___ Source information ___

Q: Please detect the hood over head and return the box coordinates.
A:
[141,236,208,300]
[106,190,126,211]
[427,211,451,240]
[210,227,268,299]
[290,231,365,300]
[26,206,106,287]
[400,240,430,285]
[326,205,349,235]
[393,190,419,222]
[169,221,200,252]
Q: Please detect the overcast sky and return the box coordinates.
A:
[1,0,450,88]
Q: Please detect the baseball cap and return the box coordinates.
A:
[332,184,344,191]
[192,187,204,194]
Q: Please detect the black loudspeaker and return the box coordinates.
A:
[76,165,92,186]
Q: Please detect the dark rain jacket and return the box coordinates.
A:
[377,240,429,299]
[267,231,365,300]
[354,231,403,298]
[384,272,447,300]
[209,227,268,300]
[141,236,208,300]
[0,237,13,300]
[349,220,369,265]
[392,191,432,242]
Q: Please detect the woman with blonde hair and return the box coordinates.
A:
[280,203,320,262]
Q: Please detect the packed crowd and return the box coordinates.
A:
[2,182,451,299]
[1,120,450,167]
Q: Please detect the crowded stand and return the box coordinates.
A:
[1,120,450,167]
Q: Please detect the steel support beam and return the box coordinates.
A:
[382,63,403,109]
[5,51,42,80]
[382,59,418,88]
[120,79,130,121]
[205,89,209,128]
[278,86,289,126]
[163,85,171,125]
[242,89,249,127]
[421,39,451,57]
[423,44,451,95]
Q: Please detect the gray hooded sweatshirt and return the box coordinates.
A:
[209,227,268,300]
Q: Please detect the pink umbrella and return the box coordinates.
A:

___

◆ Problem requirements ◆
The data should be copied out in full, exactly as it reads.

◆ Exercise output ◆
Q: Please detect the hood over head and return the box coordinates.
A:
[141,236,208,300]
[106,190,126,211]
[427,211,451,240]
[210,227,268,299]
[290,231,365,300]
[26,206,106,287]
[400,240,430,285]
[326,205,349,235]
[393,190,419,222]
[169,221,200,252]
Q: Please detect the overcast sky and return the box coordinates.
A:
[1,0,450,88]
Q: Please detect the baseball cap and return the box coordinates.
A:
[332,184,344,191]
[192,187,204,194]
Q: Please detect the black loudspeaker and return the box coordinates.
A:
[76,165,92,186]
Q: Please detect the dark rain jacket and return the box coordinates.
A:
[377,240,429,299]
[267,231,365,300]
[354,231,403,298]
[384,272,447,300]
[209,227,268,300]
[141,236,208,300]
[0,237,13,300]
[349,220,369,265]
[392,191,432,242]
Q: Please detect the woman with blonde hair and return the box coordinates.
A:
[280,203,320,262]
Q: Please detect the packed crowd and return the box coordinates.
A:
[2,182,451,299]
[1,120,450,167]
Q: Please detect the crowded stand and return the box coordinates.
A:
[1,120,450,167]
Q: Please detect the steel support beam and return the box coordinates.
A:
[382,63,403,109]
[5,51,42,80]
[382,59,418,88]
[120,79,130,121]
[205,89,209,128]
[278,86,289,126]
[163,85,171,125]
[242,89,249,127]
[421,39,451,57]
[423,44,451,95]
Q: Please detect the gray hooded sweatshirt and return the box coordinates.
A:
[209,227,268,300]
Q: Please detect the pink umbrella and return the box coordinates.
A:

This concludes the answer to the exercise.